## EXERCISE
Begin at the line that contains "Phrase: black ski boot" and stop after the last line. Rewrite every line in that span, shifting each coordinate in the answer points by -70.

## EXTRACTED DATA
- - -

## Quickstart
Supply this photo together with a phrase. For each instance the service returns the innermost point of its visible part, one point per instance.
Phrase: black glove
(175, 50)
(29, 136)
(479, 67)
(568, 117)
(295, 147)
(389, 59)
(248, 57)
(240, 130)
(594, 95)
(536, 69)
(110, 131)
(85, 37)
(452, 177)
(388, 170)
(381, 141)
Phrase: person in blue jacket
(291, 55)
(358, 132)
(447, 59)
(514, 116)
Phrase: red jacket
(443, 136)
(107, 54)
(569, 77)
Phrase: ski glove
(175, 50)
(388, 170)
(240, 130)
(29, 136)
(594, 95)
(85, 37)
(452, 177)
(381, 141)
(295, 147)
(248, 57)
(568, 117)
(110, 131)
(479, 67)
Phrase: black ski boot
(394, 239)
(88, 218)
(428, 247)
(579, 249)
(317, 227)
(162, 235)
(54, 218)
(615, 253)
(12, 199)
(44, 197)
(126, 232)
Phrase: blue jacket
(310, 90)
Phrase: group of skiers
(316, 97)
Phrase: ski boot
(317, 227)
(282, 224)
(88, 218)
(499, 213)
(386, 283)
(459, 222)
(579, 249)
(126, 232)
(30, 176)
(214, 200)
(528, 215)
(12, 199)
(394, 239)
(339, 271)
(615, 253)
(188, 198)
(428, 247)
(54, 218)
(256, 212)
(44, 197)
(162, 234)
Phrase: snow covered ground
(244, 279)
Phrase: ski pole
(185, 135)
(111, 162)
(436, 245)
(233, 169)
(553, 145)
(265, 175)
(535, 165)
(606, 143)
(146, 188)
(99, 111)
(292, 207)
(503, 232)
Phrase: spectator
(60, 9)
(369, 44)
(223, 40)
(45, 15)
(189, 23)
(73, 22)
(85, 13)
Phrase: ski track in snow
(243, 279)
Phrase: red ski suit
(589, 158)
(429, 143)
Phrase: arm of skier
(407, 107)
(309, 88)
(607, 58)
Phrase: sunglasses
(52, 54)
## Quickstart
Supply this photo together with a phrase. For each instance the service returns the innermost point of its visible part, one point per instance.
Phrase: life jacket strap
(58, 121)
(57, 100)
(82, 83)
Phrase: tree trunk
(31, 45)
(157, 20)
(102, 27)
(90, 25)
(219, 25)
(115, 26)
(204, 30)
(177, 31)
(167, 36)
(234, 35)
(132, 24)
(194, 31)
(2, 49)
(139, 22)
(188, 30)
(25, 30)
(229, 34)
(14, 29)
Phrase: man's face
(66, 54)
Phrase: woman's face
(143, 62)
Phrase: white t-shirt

- - -

## SOLUTION
Phrase: black ski boot
(324, 169)
(18, 148)
(358, 177)
(509, 179)
(247, 157)
(92, 165)
(-16, 148)
(545, 183)
(-58, 129)
(-26, 127)
(56, 162)
Phrase: blue jacket
(240, 20)
Phrase: group of skiers
(246, 27)
Phrase: ski boot
(247, 157)
(212, 154)
(18, 148)
(429, 143)
(316, 213)
(389, 152)
(509, 179)
(56, 162)
(-40, 106)
(144, 130)
(458, 145)
(-58, 129)
(324, 169)
(269, 201)
(545, 183)
(118, 128)
(358, 177)
(-16, 148)
(186, 142)
(-26, 127)
(92, 164)
Phrase: snow covered ground
(174, 209)
Phrase: ski pole
(115, 65)
(41, 92)
(366, 175)
(163, 99)
(483, 75)
(195, 105)
(465, 95)
(536, 73)
(76, 118)
(29, 41)
(222, 137)
(433, 162)
Phrase: spectator
(-10, -61)
(299, -26)
(153, -30)
(-25, -55)
(119, -47)
(3, -48)
(15, -57)
Phrase: ski track in snow
(173, 209)
Phrase: red ski suit
(519, 88)
(359, 73)
Phrase: arm of skier
(337, 37)
(239, 18)
(537, -12)
Phrase: sunglasses
(-18, -16)
## Quickstart
Supply this photo together with a phrase. For each instance the service returns the innermost point of its visible part, one point per instance.
Phrase: life jacket strap
(-12, 51)
(-13, 30)
(12, 13)
Phrase: tree trunk
(-39, -25)
(87, -50)
(32, -43)
(20, -45)
(149, -45)
(45, -44)
(134, -40)
(107, -39)
(97, -34)
(164, -35)
(62, -46)
(124, -39)
(-68, -21)
(69, -48)
(118, -40)
(-45, -40)
(159, -36)
(-56, -41)
Phrase: man's face
(-4, -16)
Phrase: woman's face
(73, -8)
Phrase: white t-shirt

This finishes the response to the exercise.